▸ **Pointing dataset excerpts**
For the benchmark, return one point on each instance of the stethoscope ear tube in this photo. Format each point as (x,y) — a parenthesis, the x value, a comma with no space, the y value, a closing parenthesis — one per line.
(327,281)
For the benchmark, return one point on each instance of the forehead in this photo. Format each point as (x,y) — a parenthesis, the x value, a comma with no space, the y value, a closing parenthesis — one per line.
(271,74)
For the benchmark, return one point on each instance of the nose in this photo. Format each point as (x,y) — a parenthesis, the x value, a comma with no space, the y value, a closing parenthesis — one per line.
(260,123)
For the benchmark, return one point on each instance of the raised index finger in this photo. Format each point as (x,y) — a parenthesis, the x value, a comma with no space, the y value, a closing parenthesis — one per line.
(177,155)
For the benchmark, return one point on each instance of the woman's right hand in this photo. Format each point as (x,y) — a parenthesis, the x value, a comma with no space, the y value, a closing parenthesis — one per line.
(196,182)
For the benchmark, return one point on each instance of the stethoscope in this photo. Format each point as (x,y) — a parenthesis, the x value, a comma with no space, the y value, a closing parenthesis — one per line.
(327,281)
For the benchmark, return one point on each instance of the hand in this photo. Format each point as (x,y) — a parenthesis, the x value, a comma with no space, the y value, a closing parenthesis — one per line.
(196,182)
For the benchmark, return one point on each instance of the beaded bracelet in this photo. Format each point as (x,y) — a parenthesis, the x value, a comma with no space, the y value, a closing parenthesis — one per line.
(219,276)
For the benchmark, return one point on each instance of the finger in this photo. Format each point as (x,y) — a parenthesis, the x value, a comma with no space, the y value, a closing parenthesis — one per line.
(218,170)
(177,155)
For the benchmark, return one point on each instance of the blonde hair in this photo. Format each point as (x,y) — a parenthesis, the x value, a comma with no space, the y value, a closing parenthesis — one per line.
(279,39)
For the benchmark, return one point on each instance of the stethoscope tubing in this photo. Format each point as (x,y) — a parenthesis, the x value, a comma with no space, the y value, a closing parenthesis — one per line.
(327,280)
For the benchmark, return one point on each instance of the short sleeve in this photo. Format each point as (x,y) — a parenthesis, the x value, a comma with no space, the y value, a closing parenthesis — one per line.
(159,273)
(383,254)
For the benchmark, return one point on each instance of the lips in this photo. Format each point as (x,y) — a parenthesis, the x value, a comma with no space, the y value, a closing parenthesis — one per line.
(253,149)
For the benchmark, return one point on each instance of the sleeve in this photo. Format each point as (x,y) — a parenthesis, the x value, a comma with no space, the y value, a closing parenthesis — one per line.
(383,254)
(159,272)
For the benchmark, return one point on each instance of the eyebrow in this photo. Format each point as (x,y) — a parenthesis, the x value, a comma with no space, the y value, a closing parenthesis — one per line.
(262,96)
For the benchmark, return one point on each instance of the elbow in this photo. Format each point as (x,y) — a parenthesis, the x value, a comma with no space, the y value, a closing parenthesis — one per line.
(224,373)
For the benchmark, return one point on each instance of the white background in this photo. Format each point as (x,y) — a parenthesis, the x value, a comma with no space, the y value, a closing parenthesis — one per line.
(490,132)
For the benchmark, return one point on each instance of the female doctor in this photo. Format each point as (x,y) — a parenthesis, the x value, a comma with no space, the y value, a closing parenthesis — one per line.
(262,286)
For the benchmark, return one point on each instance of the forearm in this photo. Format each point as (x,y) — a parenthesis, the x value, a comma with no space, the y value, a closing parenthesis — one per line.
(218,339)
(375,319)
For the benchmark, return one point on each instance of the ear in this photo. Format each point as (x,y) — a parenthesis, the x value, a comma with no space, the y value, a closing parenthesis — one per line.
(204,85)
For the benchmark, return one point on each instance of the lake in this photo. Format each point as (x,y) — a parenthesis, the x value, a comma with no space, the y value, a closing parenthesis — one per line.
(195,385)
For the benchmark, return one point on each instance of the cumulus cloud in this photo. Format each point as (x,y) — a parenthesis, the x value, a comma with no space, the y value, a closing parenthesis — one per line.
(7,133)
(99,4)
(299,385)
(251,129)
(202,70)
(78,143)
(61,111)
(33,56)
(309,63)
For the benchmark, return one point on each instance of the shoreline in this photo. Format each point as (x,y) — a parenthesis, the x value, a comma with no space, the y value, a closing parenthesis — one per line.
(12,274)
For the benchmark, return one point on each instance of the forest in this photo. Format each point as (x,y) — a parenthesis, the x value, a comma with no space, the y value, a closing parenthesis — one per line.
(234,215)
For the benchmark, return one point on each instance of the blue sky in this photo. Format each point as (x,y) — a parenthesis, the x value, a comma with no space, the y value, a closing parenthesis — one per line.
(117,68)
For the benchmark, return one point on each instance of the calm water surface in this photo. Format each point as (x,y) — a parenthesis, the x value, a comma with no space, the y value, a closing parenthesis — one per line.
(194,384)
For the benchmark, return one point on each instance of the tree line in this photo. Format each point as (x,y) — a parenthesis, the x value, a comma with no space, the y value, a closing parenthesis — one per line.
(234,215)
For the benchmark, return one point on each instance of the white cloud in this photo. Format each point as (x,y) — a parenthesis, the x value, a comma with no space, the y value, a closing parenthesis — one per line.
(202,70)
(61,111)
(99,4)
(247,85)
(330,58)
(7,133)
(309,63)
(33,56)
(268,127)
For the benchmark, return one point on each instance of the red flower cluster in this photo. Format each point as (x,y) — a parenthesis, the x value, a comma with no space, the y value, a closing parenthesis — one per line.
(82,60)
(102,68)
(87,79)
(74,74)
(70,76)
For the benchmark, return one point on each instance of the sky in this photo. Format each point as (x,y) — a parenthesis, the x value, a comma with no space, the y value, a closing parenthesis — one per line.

▸ **DIRECTIONS FOR THIS TASK**
The records above are to be copied in full, exactly as written.

▸ **COMPLETED TASK**
For the benchmark, return one point on each instance of the stethoscope ear tube in this photo. Format each point as (x,y) — a parenthesis, the x value, a comma with no space, the y value, a closing parenthesis — one per line.
(327,281)
For the benchmark, return one point on each instance of the forehead in this photo. Format each point as (x,y) — a parenthesis, the x value, a comma with no space, the y value, a closing parenthesis — one per line.
(271,74)
For the benchmark, return one point on each instance of the nose in this photo. Format each point as (x,y) — a parenthesis, the x value, a comma with no space, the y value, a closing parenthesis — one per line.
(260,123)
For the benchmark, return one point on each instance of the raised index finger in this photo. Format each point as (x,y) — a parenthesis, the x value, a comma with no space, the y value, a closing parenthesis — one per line.
(177,155)
For the benchmark, return one point on each instance of the woman's right hand in this photo. Format each point as (x,y) — a parenthesis, the x value, a comma with no space, the y value, a closing parenthesis — one per line.
(196,182)
For the benchmark, return one point on each instance of the stethoscope in this photo. Format each point as (x,y) — a parenthesis, the x value, a comma with no space, the y value, a closing parenthesis — one per line.
(327,281)
For the benchmark, return one point on each instance of the hand in this photo. Format each point as (x,y) — a parenthesis, the x value, a comma with no space, the y value, a closing parenthesis — one per line.
(196,182)
For the benchmark, return one point on each instance of the beaded bracelet in this photo. Format each point as (x,y) — a parenthesis, the x value, a comma with no space, the y value, a closing parenthesis — one per line.
(219,276)
For the benchmark, return one point on each instance of the finger in this photo. Format each point as (x,y) — a parenthesis, the x value, a comma with no space, the y value, a closing parenthesis — one per line.
(218,170)
(177,155)
For the benchmark, return one point on each instance of the blonde hair in this photo. Format each point as (x,y) — a parenthesis, the x value, a comma with no space, the y value, a closing parenthesis — one per line.
(279,39)
For the benchmark, return one point on each instance of the stethoscope tubing in this photo. Format each point as (x,y) — a parenthesis, the x value, a comma with no space, the y value, a closing parenthesis — one per line.
(327,280)
For the benchmark, return one point on each instance of the short sleeve in this photo. Format each point as (x,y) — a parenthesis, the x value, a comma with no space, the y value, a closing parenthesis — one per line.
(159,273)
(383,254)
For the benchmark, return one point on each instance of the lips in this photo. Format each point as (x,y) — a parenthesis, the x value, a comma with no space, the y value, a closing parenthesis — one per line.
(253,149)
For the benchmark, return one point on each instance of the sleeve in this photo. Format each point as (x,y) — a parenthesis, the x value, a comma with no space, the y value, a closing parenthesis — one per line.
(383,254)
(159,272)
For the benchmark, return one point on each instance of the eyebrow in this photo. Format each point as (x,y) — a parenthesis, the x value, a comma with no space, the y value, a closing parenthesis — one per line.
(262,96)
For the benchmark, return one point on each instance of the elbow in this photo. Format each point as (x,y) — a parenthesis, the x value, a comma with no space, the y value, a closing parenthesis — one per line.
(224,373)
For the benchmark, return one point on each instance of the white background in this photo. Format each point as (x,y) — a parenthesis, the x value, a comma with no space, the y value, a closing parenthesis — one per line.
(490,132)
For the benchmark, return one point on each instance of the female doctor in this photo. Format each point as (x,y) — a parenthesis, the x value, a comma with no space, the y value, a closing parenthesis — one per line.
(262,286)
For the benchmark, return one point on each instance of the forearm in this photo. Format each point as (x,y) — a parenthesis, the x value, a comma with no space, the y value, a closing parenthesis — one per line.
(218,339)
(375,319)
For the benchmark, return one point on each instance of the ear in this photo. Format each point as (x,y) — a parenthesis, the x value, a comma with no space, the y value, a closing parenthesis — one per line.
(204,85)
For the benchmark, return one point on each instance of the lake in this photo. Format each point as (x,y) — a parenthesis, the x value, a comma with no space, the y value, a closing parenthesis — one per line.
(195,385)
For the benchmark, return one point on each instance of the cumulus cloud in this photo. Format each point as (x,y) — a parenthesis, the x value, a comma with no space, the y value, a closing parenthesis — one per line.
(7,133)
(99,4)
(299,385)
(251,129)
(202,70)
(78,143)
(61,111)
(33,56)
(309,63)
For the benchmark, return one point on each instance of the shoreline in this photo. Format each point as (x,y) — a parenthesis, the x value, a comma with no space, the y value, a closing parenthesis — one per line.
(12,274)
For the benchmark, return one point on each instance of the forest in this photo. Format each point as (x,y) — a parenthesis, the x value, a comma with no space, the y value, a closing parenthesis — one per line.
(234,215)
For the benchmark, return one point on each instance of the blue sky in this photo. Format each point as (x,y) — a parenthesis, the x value, a comma with no space, the y value, a closing parenthesis — one per line.
(117,68)
For the benchmark, return one point on each instance of the calm water surface in this photo. Format each point as (x,y) — a parenthesis, the x value, a comma with no space, the y value, a closing parenthesis — one per line.
(194,384)
For the benchmark, return one point on each instance of the tree line in this photo. Format each point as (x,y) — a parenthesis, the x value, a comma with no space, the y value, a closing parenthesis — one per line.
(234,215)
For the benchmark, return one point on each instance of the white cloud in this photo. Format each point as (x,y) — a parenthesis, the x value, a comma with no space, the y value, a closing parenthesis — one per line.
(202,70)
(61,111)
(99,4)
(247,85)
(330,58)
(7,133)
(309,63)
(33,56)
(268,127)
For the benchmark, return one point on each instance of the red flower cluster in this photo. Format each point as (x,y) — a parenthesis, the x value, a comma with no space, the y value, a closing parenthesis — one per line.
(82,60)
(102,68)
(87,79)
(74,74)
(70,76)
For the benchmark, return one point on each instance of the sky in this photo. Format each point as (x,y) — a parenthesis, the x value, a comma with no space, the y value, a closing parenthesis — one per line.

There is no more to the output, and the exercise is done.